Could you rewrite every one of the entries below as a numbered list of its lines, omitting any blank lines?

** START OF Data extract **

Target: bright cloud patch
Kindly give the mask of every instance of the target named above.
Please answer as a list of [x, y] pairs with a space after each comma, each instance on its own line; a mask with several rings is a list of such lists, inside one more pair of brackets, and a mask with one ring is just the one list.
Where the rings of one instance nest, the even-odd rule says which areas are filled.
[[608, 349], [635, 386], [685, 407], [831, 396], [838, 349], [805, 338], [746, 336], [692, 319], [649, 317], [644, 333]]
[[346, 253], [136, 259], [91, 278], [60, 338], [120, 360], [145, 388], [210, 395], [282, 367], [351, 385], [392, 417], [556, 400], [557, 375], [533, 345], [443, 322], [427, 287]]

** END OF Data extract **

◆ **Written solution**
1. Target: bright cloud patch
2. Kindly give the mask of every instance of the target named above.
3. Please answer as a list of [x, y] pairs with a space after each comma, each instance on its own line; a mask with several rings is a list of such lists, inside one more pair of brackets, and a mask with one ring is just the one list.
4. Where the rings of one instance nest, the even-odd rule says which areas are filled.
5. [[608, 349], [635, 386], [685, 407], [831, 396], [838, 349], [805, 338], [746, 336], [692, 319], [649, 317], [644, 333]]
6. [[346, 253], [136, 259], [91, 278], [60, 338], [120, 360], [145, 388], [210, 395], [282, 367], [351, 385], [392, 417], [556, 400], [557, 375], [533, 345], [443, 322], [427, 287]]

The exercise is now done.